───── PROVIDED RECORDS

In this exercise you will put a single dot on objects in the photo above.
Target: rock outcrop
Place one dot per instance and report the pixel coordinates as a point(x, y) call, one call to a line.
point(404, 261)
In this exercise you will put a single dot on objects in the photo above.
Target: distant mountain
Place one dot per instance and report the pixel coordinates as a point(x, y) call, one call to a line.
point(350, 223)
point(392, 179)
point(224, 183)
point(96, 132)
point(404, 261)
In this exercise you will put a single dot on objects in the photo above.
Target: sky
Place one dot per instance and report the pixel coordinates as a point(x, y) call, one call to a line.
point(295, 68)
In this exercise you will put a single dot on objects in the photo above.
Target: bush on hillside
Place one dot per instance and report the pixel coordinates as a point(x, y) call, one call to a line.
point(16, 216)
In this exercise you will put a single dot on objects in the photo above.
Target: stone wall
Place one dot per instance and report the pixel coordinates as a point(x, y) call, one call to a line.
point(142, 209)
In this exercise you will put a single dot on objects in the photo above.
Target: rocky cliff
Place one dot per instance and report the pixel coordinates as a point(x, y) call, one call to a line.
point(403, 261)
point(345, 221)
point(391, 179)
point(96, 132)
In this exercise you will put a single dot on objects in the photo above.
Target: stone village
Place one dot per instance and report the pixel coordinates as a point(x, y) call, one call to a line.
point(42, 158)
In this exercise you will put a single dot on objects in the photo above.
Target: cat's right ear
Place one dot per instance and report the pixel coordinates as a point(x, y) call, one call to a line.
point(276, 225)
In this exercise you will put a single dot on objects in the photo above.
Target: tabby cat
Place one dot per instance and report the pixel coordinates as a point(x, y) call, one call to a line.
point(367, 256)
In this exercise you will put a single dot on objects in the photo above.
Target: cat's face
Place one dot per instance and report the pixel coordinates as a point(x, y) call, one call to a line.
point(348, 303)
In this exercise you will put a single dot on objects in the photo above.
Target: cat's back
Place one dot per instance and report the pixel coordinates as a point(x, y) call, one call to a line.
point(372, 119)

──────────

• [DIRECTIONS] Copy the listing from its first line through the line with "point(16, 216)", switching "distant mountain" to "far-off peak" and keeping everything else the same.

• [RESPONSE FOR THIS EXERCISE]
In this exercise you will put a single dot on objects in the photo above.
Target: rock outcrop
Place one dot per instance and report the pixel coordinates as a point(x, y) call, one call to a line.
point(404, 261)
In this exercise you will put a single dot on objects in the photo above.
Target: far-off peak
Place one dot per instance and report the pixel coordinates as a point(x, y) call, one call to a line.
point(350, 223)
point(392, 179)
point(224, 183)
point(96, 132)
point(404, 261)
In this exercise you will put a single dot on objects in the photo above.
Target: sky
Place one dot per instance and report the pixel coordinates as a point(x, y) call, one call to a line.
point(295, 68)
In this exercise you will put a single dot on objects in the photo above.
Target: bush on hillside
Place one dot per instance and report the pixel coordinates as a point(x, y) call, one call to a line.
point(16, 216)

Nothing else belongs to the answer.